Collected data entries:
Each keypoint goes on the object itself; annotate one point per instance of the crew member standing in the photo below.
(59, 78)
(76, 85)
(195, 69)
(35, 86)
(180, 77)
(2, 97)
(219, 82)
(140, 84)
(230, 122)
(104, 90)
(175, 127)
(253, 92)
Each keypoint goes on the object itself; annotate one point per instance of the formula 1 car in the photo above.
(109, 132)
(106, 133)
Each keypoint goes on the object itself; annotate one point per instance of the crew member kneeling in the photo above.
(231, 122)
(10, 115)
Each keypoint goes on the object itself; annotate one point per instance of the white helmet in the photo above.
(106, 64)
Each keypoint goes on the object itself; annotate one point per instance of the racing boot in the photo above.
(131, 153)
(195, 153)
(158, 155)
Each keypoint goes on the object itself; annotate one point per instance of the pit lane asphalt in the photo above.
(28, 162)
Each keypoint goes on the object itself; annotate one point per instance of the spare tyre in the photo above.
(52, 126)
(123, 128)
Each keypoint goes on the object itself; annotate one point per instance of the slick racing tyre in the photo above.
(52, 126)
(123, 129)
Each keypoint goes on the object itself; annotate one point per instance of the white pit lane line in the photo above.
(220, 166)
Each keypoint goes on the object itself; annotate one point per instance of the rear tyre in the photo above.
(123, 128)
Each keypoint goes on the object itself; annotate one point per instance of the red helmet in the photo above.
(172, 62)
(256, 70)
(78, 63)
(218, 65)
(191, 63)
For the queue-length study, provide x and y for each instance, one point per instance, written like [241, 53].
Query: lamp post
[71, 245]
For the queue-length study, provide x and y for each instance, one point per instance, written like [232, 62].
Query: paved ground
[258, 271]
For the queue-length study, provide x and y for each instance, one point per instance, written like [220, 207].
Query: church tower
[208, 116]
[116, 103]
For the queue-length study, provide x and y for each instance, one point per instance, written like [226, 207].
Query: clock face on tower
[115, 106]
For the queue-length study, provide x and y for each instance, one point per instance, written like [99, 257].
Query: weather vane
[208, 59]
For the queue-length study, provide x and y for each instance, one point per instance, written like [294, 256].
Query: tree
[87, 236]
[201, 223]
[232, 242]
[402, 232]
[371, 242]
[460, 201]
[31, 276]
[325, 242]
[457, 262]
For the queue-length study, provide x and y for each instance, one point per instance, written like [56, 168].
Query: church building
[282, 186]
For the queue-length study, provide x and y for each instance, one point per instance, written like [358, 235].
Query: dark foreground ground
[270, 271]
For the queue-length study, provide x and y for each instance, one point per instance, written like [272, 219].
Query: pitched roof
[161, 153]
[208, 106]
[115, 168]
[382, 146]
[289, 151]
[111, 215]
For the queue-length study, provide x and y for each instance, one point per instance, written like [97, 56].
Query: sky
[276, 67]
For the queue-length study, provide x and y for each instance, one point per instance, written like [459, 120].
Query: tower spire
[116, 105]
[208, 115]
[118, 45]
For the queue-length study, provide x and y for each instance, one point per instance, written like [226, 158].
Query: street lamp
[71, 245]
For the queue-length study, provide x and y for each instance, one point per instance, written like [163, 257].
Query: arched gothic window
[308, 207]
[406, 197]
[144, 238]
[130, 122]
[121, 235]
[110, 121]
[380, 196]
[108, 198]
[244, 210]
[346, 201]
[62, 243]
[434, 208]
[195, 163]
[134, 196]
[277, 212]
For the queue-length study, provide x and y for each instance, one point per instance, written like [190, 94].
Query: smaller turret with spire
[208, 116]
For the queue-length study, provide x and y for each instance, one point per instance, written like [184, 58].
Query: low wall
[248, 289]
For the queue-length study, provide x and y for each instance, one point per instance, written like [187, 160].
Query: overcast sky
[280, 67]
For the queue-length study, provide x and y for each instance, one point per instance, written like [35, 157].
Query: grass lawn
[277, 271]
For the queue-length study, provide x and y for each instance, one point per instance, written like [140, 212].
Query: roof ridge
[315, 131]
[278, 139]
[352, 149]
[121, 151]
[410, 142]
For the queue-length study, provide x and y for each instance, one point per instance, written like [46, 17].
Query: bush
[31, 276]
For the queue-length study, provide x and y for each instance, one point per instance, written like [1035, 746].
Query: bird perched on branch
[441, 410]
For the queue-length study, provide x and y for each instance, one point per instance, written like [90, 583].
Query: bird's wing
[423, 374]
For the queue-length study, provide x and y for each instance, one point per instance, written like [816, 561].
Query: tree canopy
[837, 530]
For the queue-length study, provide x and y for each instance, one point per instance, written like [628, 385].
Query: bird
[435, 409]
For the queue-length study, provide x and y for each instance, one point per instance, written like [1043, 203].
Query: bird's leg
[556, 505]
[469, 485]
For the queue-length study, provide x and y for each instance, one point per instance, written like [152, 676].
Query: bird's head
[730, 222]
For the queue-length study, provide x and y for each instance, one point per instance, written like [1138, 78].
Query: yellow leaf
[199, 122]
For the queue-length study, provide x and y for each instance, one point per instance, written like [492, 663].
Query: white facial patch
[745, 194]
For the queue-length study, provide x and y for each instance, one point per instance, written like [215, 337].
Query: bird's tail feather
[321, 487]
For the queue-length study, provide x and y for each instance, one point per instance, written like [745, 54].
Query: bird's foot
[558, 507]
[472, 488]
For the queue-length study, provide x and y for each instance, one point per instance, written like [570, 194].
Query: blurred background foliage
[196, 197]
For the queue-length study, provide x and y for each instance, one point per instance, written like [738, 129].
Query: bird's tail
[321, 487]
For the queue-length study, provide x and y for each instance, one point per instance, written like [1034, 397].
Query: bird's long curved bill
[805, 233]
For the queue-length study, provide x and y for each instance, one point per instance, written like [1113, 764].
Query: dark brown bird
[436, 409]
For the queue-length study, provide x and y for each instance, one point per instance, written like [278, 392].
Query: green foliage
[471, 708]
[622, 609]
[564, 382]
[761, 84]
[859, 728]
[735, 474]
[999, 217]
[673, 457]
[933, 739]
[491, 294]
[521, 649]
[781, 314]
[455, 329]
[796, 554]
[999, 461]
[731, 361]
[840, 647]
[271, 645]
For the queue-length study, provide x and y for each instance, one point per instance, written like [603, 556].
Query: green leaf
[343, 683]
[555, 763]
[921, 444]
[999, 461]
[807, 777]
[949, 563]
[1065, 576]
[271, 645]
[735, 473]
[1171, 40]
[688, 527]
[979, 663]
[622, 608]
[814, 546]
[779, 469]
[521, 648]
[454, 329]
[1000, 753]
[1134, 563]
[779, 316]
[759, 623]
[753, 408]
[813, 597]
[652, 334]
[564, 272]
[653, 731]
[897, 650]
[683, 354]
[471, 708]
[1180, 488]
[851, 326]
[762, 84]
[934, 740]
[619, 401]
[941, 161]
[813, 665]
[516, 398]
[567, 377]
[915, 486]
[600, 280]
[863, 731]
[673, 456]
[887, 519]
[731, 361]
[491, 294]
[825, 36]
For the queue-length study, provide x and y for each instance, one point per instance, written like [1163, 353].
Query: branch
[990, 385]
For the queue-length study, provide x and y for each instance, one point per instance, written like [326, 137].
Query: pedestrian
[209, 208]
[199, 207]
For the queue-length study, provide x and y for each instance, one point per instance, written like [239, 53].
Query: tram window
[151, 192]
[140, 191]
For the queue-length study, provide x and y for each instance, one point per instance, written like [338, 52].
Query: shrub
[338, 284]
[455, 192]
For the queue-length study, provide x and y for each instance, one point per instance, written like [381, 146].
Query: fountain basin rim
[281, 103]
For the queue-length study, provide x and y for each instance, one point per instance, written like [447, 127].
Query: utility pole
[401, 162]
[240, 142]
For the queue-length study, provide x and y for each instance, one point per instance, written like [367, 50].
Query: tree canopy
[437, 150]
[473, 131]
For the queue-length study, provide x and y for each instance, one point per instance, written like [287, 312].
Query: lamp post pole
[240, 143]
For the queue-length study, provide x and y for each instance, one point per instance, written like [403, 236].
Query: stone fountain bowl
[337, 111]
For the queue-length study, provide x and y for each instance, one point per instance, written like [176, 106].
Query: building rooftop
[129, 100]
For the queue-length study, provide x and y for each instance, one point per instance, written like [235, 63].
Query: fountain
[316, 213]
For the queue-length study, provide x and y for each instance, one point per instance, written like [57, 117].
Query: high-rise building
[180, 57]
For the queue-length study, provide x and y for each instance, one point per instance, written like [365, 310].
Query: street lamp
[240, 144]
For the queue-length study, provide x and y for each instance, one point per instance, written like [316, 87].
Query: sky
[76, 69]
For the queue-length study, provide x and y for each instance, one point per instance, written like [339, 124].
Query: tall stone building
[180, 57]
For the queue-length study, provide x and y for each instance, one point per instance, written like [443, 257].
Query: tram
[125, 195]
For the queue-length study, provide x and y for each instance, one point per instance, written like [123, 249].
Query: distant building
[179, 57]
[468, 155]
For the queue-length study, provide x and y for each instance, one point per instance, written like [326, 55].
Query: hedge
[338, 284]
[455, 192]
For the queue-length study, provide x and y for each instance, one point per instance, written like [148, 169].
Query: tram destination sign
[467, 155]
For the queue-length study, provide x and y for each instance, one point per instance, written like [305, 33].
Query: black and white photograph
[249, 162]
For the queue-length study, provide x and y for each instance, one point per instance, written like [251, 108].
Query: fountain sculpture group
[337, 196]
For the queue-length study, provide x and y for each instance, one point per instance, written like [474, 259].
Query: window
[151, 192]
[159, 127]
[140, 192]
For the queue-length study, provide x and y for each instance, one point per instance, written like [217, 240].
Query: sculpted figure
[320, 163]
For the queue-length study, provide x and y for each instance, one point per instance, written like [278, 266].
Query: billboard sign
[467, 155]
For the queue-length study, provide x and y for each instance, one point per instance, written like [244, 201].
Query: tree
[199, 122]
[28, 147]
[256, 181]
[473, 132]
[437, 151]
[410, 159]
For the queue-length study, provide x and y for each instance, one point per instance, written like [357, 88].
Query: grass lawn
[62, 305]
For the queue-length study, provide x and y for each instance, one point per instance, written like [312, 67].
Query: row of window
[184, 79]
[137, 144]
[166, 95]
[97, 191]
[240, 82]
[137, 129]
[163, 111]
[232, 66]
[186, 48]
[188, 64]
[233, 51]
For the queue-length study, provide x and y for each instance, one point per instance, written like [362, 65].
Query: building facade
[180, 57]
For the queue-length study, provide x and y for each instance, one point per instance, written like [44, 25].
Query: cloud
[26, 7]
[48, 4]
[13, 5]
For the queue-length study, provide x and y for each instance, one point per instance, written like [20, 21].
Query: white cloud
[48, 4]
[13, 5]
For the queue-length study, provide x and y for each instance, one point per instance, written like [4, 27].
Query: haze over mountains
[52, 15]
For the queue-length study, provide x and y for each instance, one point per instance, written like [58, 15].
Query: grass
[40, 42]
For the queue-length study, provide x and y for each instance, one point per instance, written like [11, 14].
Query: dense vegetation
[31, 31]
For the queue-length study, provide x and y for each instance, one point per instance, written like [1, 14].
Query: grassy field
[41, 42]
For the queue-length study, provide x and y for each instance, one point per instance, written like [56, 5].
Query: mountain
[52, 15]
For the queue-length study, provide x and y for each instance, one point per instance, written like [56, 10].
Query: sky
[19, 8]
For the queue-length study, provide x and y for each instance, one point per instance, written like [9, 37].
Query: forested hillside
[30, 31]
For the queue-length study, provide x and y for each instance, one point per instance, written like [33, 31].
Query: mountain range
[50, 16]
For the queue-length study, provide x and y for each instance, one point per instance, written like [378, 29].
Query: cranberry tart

• Task details: Reproduce exactly the line containing "like [20, 21]." and every line after it through the end of the records above, and nothing else.

• Answer box:
For the queue-length study, provide x and y for each instance, one point per instance, written like [20, 21].
Query: white cloud
[48, 4]
[13, 5]
For the queue-length study, provide x and y for each instance, one point per instance, written like [4, 27].
Query: haze over mountains
[52, 15]
For the queue-length study, provide x and y for each instance, one point per instance, written like [58, 15].
Query: grass
[40, 42]
For the queue-length study, provide x and y for each instance, one point per instance, written like [11, 14].
Query: dense vegetation
[31, 31]
For the queue-length study, provide x and y for each instance, one point per instance, written like [1, 14].
Query: grassy field
[41, 42]
For the queue-length study, provide x and y for each instance, one point per instance, written like [56, 5].
Query: mountain
[52, 15]
For the queue-length study, provide x and y for each instance, one point per instance, written like [56, 10].
Query: sky
[19, 8]
For the queue-length study, provide x and y for each instance, one point per instance, written like [9, 37].
Query: forested hillside
[30, 31]
For the queue-length study, provide x and y for each instance, one point per instance, written like [33, 31].
Query: mountain range
[50, 16]
For the queue-length study, provide x and y for each instance, one point per instance, written like [378, 29].
Query: cranberry tart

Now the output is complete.